Recorded data.
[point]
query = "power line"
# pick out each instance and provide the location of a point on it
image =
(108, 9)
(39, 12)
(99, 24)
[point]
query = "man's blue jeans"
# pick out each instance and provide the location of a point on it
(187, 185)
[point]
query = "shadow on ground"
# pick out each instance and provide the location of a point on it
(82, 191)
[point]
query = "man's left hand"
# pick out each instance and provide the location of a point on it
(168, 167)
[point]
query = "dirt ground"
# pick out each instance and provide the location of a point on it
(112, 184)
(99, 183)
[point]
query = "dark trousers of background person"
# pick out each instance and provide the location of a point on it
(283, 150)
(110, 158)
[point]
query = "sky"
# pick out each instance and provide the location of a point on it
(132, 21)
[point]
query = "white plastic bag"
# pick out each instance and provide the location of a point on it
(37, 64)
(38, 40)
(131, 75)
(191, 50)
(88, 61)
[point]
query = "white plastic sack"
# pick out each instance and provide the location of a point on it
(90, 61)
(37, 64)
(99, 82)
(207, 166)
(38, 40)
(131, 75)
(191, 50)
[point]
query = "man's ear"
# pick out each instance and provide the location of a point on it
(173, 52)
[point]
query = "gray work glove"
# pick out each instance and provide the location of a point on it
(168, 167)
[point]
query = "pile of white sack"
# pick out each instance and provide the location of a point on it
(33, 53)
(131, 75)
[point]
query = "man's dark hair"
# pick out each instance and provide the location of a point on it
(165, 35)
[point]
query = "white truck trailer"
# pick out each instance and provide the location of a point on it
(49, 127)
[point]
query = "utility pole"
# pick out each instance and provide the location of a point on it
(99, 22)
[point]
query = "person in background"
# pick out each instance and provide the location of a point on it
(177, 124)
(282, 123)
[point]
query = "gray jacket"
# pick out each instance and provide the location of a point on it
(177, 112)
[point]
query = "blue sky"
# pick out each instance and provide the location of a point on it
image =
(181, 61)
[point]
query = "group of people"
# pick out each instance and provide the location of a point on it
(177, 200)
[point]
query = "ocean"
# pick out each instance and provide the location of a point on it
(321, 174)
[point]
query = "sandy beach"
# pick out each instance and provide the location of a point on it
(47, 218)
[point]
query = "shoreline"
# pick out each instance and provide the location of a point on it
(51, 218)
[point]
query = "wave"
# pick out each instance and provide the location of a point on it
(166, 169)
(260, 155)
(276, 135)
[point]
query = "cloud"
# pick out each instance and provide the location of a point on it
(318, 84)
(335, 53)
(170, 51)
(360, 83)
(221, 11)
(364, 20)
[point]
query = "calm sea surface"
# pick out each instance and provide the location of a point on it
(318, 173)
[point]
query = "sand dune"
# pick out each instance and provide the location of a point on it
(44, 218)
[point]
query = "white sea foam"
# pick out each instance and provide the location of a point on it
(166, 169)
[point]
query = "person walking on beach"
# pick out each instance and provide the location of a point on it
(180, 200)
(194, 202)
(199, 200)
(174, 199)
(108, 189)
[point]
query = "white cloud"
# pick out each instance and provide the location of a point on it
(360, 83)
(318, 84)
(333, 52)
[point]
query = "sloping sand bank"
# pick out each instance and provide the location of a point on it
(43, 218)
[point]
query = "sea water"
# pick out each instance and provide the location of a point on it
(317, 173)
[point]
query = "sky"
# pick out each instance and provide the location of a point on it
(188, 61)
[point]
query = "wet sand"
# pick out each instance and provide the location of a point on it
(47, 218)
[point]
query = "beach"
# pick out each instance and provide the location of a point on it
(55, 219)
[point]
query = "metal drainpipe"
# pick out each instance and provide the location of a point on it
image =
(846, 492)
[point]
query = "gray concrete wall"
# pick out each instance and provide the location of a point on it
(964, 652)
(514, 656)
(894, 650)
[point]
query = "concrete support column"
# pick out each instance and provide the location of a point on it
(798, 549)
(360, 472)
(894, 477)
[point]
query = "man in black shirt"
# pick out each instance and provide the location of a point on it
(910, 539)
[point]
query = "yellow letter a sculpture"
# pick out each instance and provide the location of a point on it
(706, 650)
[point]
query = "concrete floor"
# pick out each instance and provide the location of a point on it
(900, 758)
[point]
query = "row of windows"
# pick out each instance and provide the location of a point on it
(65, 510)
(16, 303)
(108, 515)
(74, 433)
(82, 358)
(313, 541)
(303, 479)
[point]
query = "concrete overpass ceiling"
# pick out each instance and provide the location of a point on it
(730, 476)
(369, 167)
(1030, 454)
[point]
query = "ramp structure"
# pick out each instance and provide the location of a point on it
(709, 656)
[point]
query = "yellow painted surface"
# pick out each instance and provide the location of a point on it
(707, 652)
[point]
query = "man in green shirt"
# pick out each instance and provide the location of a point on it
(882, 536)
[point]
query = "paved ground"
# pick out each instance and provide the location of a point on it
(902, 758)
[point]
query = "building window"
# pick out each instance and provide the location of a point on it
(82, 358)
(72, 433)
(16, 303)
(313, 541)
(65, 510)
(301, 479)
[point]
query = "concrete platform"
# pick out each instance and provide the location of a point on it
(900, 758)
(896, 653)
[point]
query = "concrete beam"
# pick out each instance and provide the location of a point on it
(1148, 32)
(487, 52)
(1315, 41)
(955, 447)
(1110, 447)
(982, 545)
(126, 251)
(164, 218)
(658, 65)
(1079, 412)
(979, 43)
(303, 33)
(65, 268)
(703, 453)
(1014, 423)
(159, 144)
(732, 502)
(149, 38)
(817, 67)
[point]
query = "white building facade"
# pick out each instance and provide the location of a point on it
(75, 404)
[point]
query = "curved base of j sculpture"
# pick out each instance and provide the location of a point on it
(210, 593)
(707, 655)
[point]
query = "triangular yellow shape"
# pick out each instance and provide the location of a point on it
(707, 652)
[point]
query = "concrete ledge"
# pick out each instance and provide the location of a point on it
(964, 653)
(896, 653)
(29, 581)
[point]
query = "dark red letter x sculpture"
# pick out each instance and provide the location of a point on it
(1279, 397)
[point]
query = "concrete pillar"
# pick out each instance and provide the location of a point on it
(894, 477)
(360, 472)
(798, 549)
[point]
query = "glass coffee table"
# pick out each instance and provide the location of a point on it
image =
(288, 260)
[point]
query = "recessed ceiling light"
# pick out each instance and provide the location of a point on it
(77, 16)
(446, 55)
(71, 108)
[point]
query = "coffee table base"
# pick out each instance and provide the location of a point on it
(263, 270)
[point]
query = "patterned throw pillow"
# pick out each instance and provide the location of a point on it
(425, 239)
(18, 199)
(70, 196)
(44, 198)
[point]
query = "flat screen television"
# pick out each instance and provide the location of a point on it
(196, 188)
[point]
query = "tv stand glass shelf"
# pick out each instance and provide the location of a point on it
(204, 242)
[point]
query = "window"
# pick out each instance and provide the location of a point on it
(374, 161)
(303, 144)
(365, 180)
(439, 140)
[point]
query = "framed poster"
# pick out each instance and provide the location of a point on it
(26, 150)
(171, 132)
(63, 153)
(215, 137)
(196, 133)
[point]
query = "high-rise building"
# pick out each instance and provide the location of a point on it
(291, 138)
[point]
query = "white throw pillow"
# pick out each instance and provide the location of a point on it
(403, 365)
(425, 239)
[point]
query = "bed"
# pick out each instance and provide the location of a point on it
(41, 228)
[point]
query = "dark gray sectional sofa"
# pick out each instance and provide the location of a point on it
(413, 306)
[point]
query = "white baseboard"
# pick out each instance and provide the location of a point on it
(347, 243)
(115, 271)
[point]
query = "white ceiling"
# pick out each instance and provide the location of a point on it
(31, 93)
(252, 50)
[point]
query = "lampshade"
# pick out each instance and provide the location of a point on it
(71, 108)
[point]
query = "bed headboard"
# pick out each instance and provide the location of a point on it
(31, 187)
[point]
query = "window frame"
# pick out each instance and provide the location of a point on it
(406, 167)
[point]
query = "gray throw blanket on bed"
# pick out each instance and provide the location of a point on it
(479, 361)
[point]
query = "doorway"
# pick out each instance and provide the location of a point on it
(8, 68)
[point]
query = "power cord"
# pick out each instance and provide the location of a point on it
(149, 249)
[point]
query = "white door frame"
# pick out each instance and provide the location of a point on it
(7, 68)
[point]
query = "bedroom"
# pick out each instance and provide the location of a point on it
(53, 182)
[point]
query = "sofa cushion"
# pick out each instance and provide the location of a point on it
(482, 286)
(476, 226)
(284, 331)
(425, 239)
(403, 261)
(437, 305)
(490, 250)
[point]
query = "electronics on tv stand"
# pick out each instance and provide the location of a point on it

Task statement. Lines holding "shirt" in the data above: copy each of them.

The answer.
query = "man in black shirt"
query = "man in green shirt"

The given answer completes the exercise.